:: Work to do ::
Extract from the material below every line that contains the word "high", and copy each of those lines in full.

(Some records)
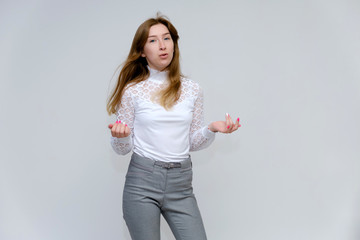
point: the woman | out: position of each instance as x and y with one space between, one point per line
160 118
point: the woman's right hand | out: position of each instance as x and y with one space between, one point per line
119 129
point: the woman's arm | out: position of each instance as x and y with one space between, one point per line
202 136
122 129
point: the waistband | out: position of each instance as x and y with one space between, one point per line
147 162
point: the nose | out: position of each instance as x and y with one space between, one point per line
162 45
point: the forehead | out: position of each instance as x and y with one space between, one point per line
158 30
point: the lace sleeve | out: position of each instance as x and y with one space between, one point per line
125 114
200 136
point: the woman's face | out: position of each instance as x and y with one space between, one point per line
159 47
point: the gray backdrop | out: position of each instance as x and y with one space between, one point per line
289 69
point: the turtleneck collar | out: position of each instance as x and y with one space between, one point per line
157 75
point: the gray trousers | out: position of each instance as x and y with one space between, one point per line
153 188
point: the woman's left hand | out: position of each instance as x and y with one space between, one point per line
227 126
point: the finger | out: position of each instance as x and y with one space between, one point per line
127 130
237 124
227 117
231 123
117 130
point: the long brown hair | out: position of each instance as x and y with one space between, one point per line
135 67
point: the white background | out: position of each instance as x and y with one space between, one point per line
289 69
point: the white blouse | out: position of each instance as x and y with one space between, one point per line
157 133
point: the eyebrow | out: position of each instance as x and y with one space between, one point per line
156 35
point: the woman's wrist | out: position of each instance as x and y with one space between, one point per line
211 128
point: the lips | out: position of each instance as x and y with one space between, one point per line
164 55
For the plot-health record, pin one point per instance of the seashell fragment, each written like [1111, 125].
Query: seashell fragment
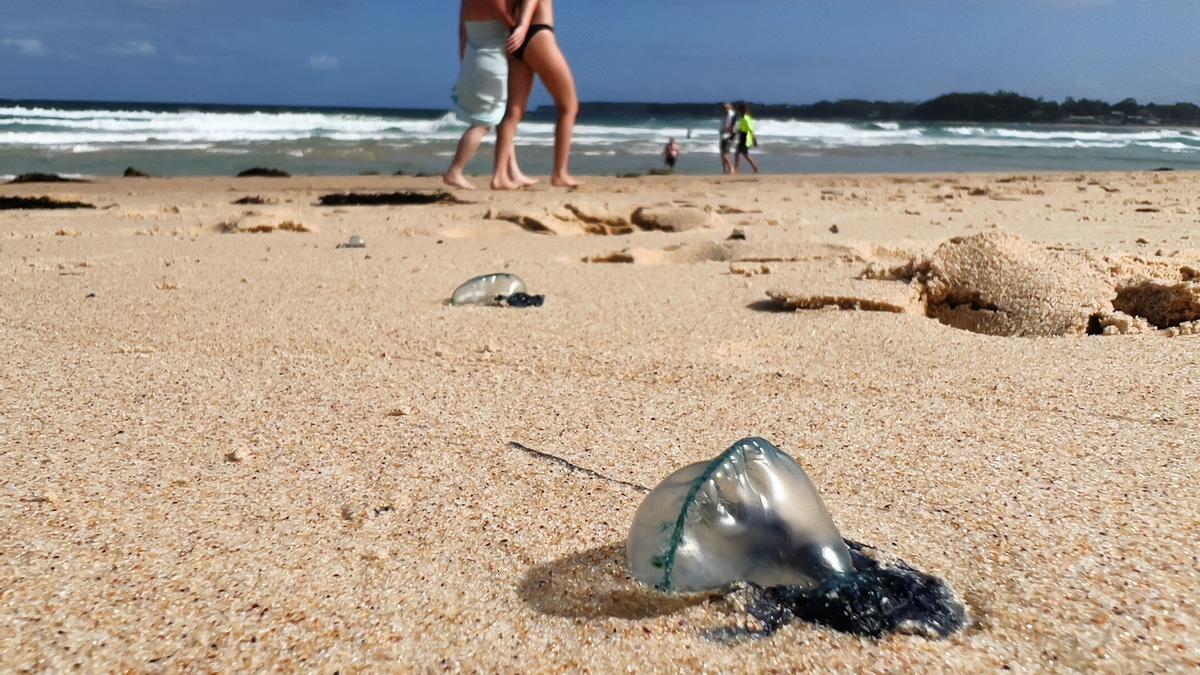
[751, 514]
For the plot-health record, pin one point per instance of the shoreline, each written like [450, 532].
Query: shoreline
[231, 444]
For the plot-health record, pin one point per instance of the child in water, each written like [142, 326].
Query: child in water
[483, 91]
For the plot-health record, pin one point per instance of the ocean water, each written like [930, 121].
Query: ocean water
[103, 139]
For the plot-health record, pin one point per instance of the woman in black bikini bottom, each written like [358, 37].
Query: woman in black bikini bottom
[538, 53]
[533, 30]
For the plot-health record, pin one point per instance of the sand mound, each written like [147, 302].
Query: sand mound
[1163, 305]
[997, 284]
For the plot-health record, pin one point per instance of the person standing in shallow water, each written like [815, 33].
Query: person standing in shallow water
[729, 132]
[748, 138]
[537, 53]
[481, 94]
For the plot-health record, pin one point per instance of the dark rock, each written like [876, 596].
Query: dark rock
[40, 203]
[261, 172]
[42, 178]
[525, 300]
[385, 198]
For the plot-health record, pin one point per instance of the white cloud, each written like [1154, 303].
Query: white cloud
[24, 46]
[324, 63]
[133, 48]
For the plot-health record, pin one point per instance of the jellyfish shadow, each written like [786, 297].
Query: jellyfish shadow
[597, 584]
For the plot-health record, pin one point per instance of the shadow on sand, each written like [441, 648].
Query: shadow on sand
[595, 584]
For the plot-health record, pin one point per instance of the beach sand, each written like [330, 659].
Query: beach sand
[225, 451]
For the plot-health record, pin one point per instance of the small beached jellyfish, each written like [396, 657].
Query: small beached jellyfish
[753, 517]
[495, 290]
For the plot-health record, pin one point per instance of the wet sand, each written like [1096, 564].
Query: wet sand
[226, 444]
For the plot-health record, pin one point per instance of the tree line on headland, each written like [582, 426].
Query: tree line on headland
[999, 107]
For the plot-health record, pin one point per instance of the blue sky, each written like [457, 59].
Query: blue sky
[396, 53]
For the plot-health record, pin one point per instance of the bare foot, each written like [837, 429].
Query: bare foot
[525, 180]
[456, 179]
[499, 183]
[564, 180]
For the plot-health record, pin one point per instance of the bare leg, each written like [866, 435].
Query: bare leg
[546, 59]
[508, 174]
[467, 148]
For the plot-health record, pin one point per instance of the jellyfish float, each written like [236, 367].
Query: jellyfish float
[753, 517]
[496, 290]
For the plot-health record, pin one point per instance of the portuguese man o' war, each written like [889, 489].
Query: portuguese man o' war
[753, 517]
[749, 515]
[496, 290]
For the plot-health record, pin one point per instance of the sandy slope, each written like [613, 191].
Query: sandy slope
[256, 451]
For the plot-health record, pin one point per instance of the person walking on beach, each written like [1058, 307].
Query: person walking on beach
[729, 131]
[671, 154]
[747, 138]
[537, 52]
[481, 94]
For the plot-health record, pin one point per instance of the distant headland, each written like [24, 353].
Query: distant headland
[999, 107]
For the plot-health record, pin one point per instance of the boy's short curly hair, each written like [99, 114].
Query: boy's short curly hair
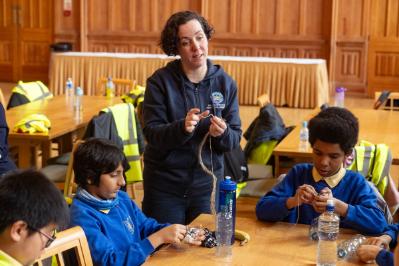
[29, 196]
[335, 125]
[169, 36]
[95, 157]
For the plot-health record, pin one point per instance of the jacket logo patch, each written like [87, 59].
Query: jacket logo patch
[217, 100]
[129, 225]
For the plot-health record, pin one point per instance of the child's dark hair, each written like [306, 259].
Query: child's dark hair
[169, 36]
[95, 157]
[30, 197]
[335, 125]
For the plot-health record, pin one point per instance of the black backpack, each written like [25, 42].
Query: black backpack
[235, 165]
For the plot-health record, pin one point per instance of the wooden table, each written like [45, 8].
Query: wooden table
[270, 244]
[299, 83]
[376, 126]
[63, 123]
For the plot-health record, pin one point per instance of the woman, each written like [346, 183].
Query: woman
[184, 101]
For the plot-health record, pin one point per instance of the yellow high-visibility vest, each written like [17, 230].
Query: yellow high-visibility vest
[373, 162]
[124, 118]
[135, 96]
[33, 91]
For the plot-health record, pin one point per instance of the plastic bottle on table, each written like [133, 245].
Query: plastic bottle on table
[304, 136]
[69, 90]
[110, 88]
[77, 105]
[340, 96]
[225, 218]
[328, 230]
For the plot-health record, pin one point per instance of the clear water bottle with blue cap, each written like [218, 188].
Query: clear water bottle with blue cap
[225, 218]
[304, 136]
[77, 105]
[110, 88]
[340, 97]
[328, 229]
[69, 90]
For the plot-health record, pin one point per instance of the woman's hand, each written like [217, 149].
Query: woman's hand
[218, 126]
[192, 119]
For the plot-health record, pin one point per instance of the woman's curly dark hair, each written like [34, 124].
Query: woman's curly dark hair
[169, 36]
[335, 125]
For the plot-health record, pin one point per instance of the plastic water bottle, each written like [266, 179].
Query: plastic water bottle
[69, 91]
[340, 96]
[328, 230]
[225, 218]
[77, 105]
[110, 88]
[304, 136]
[348, 247]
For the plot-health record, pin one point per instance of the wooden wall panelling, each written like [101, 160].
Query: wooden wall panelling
[350, 44]
[67, 27]
[128, 25]
[383, 56]
[35, 37]
[8, 40]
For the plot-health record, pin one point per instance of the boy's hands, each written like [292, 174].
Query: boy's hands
[175, 234]
[368, 253]
[372, 246]
[171, 234]
[320, 200]
[303, 194]
[381, 241]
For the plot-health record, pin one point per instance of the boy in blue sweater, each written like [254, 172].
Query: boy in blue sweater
[303, 193]
[117, 231]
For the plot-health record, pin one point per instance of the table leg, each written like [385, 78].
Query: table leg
[276, 165]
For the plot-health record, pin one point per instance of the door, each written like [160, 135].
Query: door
[26, 28]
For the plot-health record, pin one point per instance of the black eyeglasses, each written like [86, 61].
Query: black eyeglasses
[50, 239]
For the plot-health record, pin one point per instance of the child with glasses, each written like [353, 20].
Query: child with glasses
[31, 208]
[117, 231]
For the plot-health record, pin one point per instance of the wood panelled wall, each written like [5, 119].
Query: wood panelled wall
[358, 38]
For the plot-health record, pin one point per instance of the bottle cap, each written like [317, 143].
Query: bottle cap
[79, 91]
[228, 184]
[330, 202]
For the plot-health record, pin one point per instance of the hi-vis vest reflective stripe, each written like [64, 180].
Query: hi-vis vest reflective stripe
[374, 163]
[127, 132]
[34, 91]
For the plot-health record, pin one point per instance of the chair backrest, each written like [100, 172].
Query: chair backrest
[390, 101]
[122, 86]
[263, 100]
[69, 184]
[73, 238]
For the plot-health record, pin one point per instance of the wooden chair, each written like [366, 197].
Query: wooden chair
[263, 100]
[70, 239]
[2, 101]
[122, 86]
[388, 103]
[70, 186]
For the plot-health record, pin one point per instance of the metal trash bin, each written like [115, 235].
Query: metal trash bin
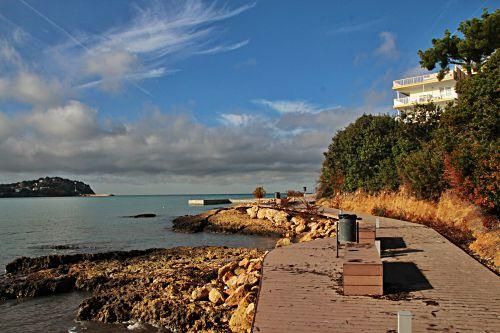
[347, 228]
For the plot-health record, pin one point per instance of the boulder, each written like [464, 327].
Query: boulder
[237, 295]
[232, 282]
[300, 228]
[254, 266]
[226, 277]
[200, 294]
[280, 217]
[244, 263]
[250, 311]
[215, 296]
[252, 212]
[240, 321]
[261, 213]
[306, 238]
[226, 268]
[270, 213]
[298, 220]
[248, 279]
[283, 242]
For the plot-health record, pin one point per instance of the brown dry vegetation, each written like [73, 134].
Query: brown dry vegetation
[454, 218]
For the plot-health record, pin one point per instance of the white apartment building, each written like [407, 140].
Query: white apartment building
[425, 89]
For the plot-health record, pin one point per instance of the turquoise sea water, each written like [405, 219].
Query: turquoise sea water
[31, 226]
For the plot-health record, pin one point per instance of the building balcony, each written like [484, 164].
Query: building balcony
[436, 98]
[421, 79]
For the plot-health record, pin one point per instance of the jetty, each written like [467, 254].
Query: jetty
[206, 202]
[425, 276]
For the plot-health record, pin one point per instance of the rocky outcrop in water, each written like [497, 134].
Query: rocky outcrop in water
[209, 289]
[227, 220]
[291, 226]
[45, 187]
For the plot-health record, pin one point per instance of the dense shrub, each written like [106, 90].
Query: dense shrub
[427, 152]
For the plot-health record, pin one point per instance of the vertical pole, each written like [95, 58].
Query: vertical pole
[357, 232]
[337, 236]
[404, 322]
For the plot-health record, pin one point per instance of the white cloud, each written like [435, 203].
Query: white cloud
[29, 88]
[70, 139]
[355, 27]
[387, 47]
[75, 120]
[289, 106]
[147, 42]
[9, 55]
[224, 48]
[145, 46]
[233, 119]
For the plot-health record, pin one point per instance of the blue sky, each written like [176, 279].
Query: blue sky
[199, 96]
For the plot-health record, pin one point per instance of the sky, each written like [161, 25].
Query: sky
[166, 97]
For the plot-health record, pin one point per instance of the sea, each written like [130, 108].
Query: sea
[35, 226]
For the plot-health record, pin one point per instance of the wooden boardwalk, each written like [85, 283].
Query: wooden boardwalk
[445, 289]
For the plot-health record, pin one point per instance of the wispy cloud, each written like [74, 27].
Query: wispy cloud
[224, 48]
[234, 119]
[292, 106]
[355, 27]
[387, 47]
[73, 139]
[145, 46]
[250, 62]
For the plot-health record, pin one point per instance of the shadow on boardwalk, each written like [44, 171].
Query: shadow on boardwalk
[401, 277]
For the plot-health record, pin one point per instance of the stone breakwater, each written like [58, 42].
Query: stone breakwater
[184, 289]
[291, 226]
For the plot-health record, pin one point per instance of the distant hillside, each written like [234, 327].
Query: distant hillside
[45, 187]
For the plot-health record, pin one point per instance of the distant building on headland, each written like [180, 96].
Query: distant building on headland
[425, 89]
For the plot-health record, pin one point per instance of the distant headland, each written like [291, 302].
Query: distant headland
[46, 187]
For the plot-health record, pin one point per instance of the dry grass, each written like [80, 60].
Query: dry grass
[459, 221]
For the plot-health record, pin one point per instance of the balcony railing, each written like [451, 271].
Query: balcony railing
[419, 79]
[422, 99]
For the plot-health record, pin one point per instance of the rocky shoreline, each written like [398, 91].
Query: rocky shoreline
[290, 225]
[183, 289]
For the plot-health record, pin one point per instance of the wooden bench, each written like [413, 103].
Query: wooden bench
[367, 233]
[363, 270]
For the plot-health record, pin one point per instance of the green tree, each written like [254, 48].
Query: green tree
[480, 38]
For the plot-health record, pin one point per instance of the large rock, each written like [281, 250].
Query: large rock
[270, 213]
[240, 321]
[236, 296]
[298, 220]
[300, 228]
[200, 294]
[281, 218]
[261, 214]
[252, 212]
[215, 296]
[283, 242]
[226, 268]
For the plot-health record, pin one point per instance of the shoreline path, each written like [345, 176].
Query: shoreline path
[443, 287]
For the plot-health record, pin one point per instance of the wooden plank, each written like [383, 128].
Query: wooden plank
[363, 290]
[300, 293]
[363, 280]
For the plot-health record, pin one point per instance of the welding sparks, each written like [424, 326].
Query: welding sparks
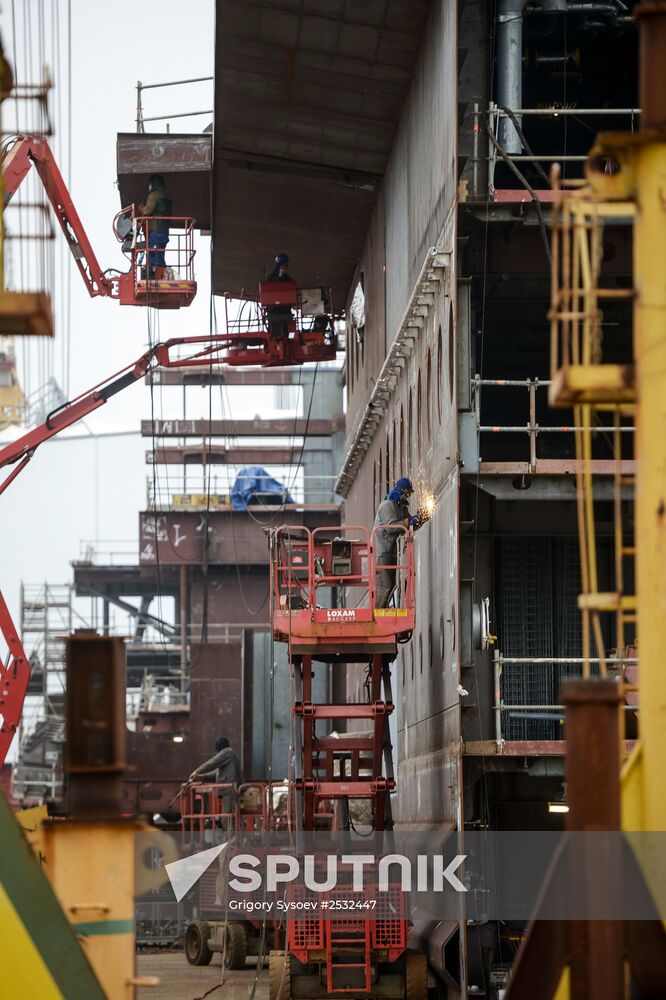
[427, 502]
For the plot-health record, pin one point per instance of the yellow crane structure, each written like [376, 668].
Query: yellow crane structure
[625, 179]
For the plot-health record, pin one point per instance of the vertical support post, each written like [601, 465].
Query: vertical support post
[650, 358]
[139, 109]
[497, 677]
[182, 600]
[475, 152]
[533, 427]
[510, 70]
[593, 795]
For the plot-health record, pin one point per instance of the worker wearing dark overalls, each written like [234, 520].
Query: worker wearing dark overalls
[157, 210]
[279, 317]
[392, 513]
[224, 768]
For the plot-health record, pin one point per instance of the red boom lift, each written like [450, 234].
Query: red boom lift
[323, 587]
[284, 325]
[166, 288]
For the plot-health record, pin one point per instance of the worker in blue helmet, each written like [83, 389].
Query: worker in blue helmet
[279, 317]
[156, 209]
[392, 513]
[279, 272]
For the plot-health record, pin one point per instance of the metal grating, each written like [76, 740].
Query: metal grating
[389, 929]
[526, 614]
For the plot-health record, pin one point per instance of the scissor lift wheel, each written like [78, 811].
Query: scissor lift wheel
[279, 976]
[197, 951]
[416, 977]
[235, 947]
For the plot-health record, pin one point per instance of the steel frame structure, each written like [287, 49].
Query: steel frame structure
[204, 351]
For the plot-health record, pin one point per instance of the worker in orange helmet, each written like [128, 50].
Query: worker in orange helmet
[156, 209]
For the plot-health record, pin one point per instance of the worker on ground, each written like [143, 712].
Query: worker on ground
[157, 209]
[392, 513]
[223, 768]
[279, 317]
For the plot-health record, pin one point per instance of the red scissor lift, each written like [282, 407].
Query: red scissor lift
[208, 813]
[283, 325]
[324, 584]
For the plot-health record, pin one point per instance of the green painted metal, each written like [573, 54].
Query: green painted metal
[37, 906]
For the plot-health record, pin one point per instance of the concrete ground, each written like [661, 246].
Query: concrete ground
[180, 981]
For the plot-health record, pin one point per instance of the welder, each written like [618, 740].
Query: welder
[224, 768]
[392, 514]
[157, 209]
[279, 317]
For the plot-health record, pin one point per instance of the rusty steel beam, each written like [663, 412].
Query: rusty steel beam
[183, 160]
[555, 467]
[216, 455]
[287, 427]
[593, 796]
[224, 537]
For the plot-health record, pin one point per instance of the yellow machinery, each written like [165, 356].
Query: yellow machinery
[67, 905]
[625, 178]
[12, 400]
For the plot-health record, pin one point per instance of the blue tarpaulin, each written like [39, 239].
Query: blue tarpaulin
[252, 480]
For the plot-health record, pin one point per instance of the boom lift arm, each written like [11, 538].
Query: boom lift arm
[168, 291]
[15, 673]
[29, 150]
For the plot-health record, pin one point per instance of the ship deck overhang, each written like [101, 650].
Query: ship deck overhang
[306, 106]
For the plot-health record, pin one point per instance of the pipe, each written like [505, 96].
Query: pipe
[510, 69]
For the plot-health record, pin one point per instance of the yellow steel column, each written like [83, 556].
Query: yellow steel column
[650, 357]
[649, 170]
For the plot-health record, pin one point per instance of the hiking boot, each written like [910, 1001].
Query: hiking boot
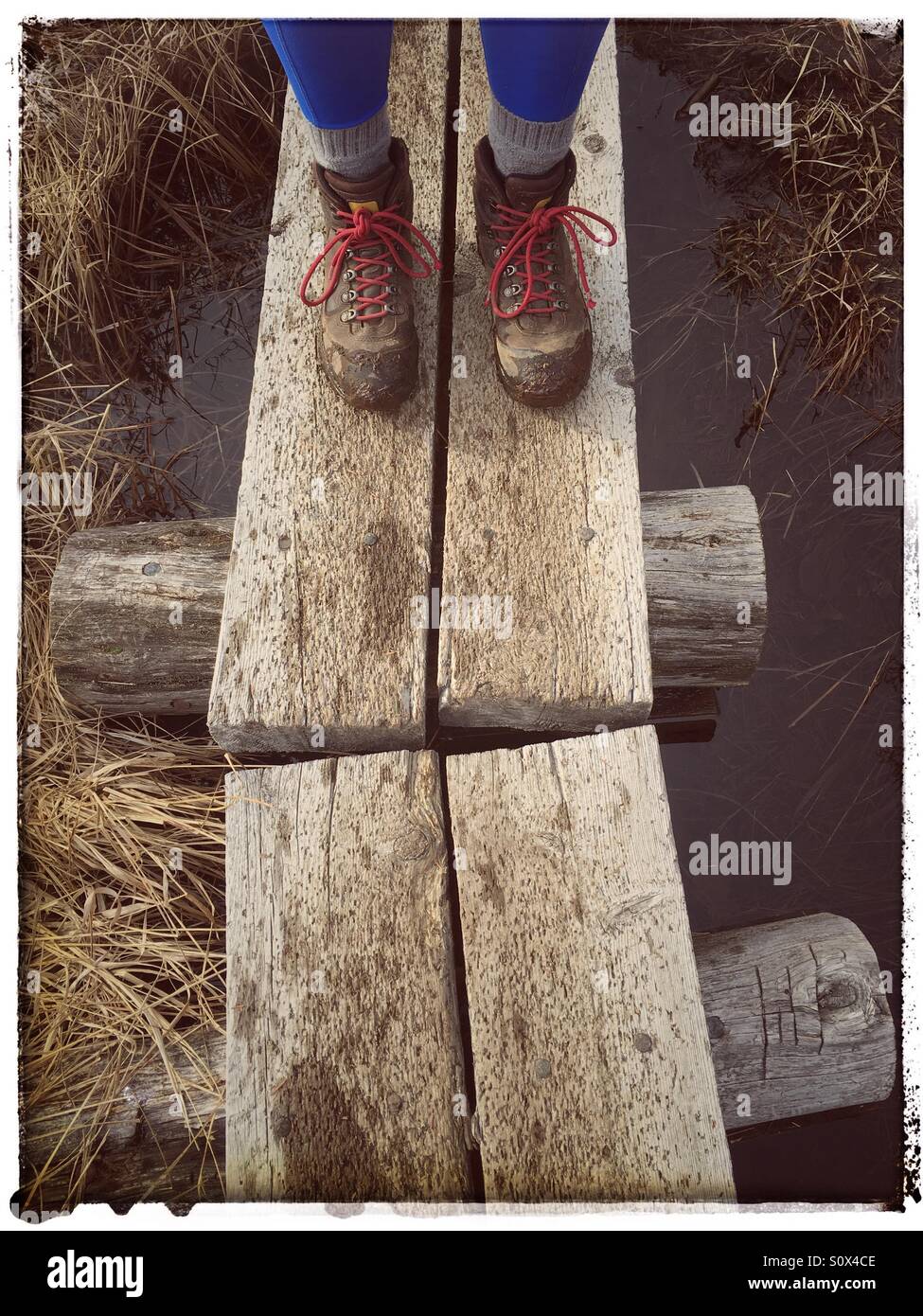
[367, 344]
[542, 343]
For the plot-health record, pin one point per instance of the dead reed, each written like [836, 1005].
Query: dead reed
[811, 223]
[144, 146]
[121, 863]
[121, 877]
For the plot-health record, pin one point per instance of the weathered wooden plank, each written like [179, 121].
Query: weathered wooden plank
[151, 1153]
[346, 1074]
[332, 533]
[592, 1061]
[542, 507]
[798, 1019]
[121, 644]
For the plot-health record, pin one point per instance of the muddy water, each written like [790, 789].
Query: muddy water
[795, 756]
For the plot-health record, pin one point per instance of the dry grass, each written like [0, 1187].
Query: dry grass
[120, 211]
[810, 218]
[125, 944]
[121, 824]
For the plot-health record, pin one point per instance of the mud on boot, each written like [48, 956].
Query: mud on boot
[366, 341]
[527, 228]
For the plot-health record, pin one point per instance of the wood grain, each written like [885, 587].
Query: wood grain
[151, 1151]
[135, 613]
[798, 1019]
[542, 507]
[346, 1076]
[332, 530]
[706, 586]
[592, 1059]
[117, 647]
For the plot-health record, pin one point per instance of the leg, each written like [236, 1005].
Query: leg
[528, 228]
[367, 345]
[538, 70]
[339, 70]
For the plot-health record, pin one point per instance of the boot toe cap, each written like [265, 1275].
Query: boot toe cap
[538, 378]
[371, 381]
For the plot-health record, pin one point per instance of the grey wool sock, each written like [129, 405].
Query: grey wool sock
[353, 151]
[523, 146]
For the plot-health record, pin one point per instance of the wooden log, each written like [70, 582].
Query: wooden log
[332, 529]
[135, 613]
[162, 1150]
[135, 608]
[798, 1019]
[542, 508]
[592, 1058]
[706, 580]
[346, 1070]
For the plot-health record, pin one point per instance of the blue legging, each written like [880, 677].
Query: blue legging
[536, 67]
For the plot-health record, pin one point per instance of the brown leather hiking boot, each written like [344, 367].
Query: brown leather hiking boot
[367, 344]
[542, 343]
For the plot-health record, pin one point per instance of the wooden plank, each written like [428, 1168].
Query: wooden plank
[332, 533]
[120, 647]
[592, 1061]
[798, 1019]
[542, 508]
[346, 1073]
[151, 1154]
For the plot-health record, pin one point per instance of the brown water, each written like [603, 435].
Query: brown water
[795, 756]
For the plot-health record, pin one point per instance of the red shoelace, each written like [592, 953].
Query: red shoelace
[527, 253]
[361, 241]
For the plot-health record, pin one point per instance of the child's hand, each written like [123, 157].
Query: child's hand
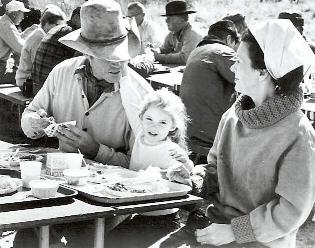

:: Response to this task ::
For the plot-health record, pin one point per instance of the yellow high-visibility vest, each written like [17, 230].
Query: yellow high-visibility vest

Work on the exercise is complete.